## EXERCISE MATERIALS:
::::::::::

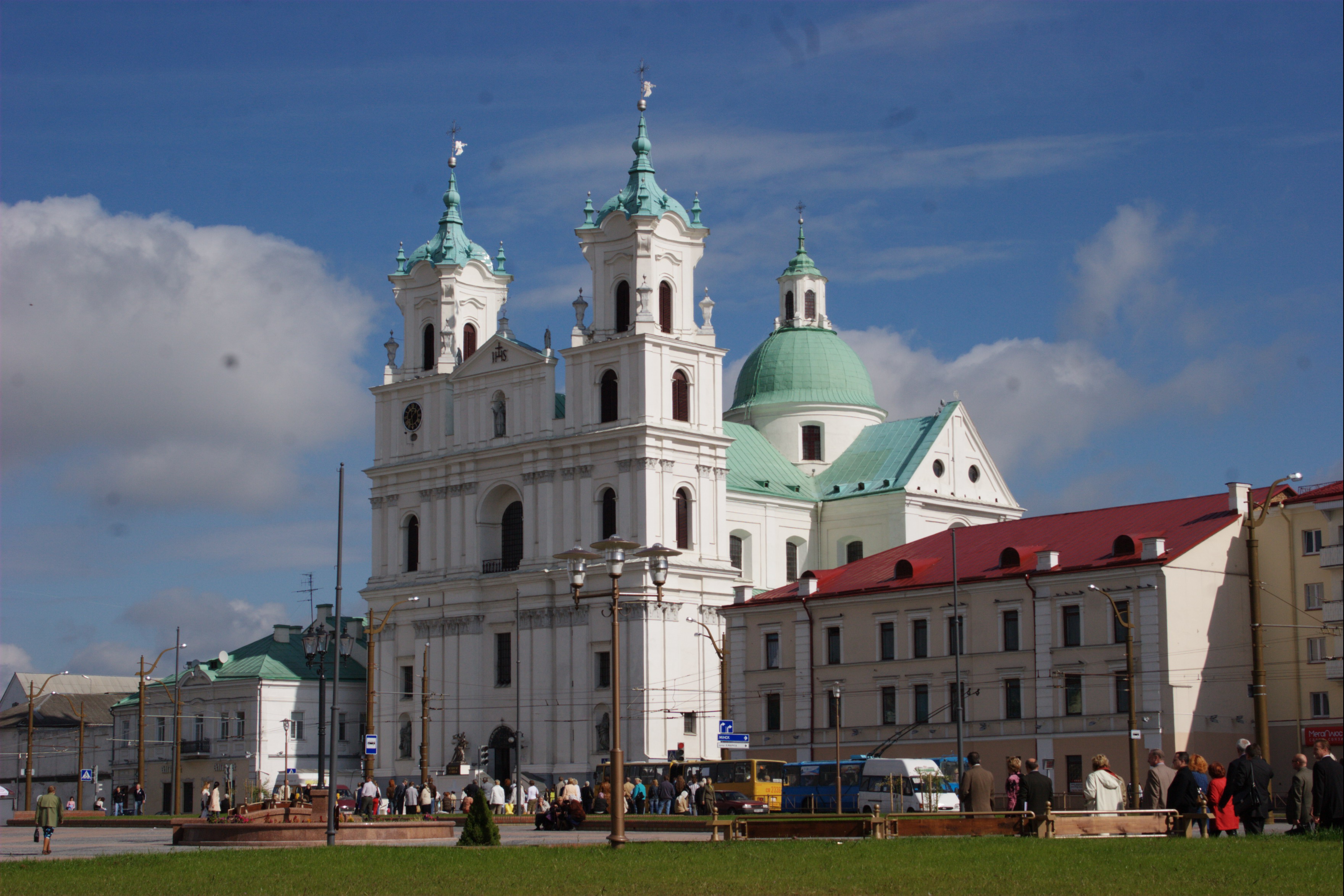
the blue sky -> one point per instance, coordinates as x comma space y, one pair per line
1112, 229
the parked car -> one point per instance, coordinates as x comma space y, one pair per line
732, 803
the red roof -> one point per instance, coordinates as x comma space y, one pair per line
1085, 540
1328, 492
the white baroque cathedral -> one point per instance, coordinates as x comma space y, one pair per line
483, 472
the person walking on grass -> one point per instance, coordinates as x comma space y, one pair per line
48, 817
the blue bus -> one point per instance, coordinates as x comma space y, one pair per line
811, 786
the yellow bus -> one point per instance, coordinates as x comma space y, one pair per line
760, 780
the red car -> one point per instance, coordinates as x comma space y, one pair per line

::::::::::

## BRIEF:
Reproduce the entries exactly. Do not carry over any picture.

## WRITTEN SOLUTION:
the blue sky -> one point per instance, coordinates as x comma space y, one pair per line
1112, 229
the parked car -> one point per instance, coordinates as x comma space y, one pair per line
732, 803
the red roof -> one point per instance, coordinates as x comma space y, one pair per line
1085, 540
1328, 492
the white baroque cathedral -> one point per instance, coordinates as x comma space y, one pair per line
483, 472
the person walking on grass -> one point per instance, coordinates as x comma space y, one pair per line
48, 817
the blue bus -> one point per instance, coordinates as x comma space y, one pair per line
811, 786
the yellow bus -> one point per instance, coordinates as x comma space y, one pair per line
760, 780
the red car -> one point per instance, coordinates as x comma space y, one pair per line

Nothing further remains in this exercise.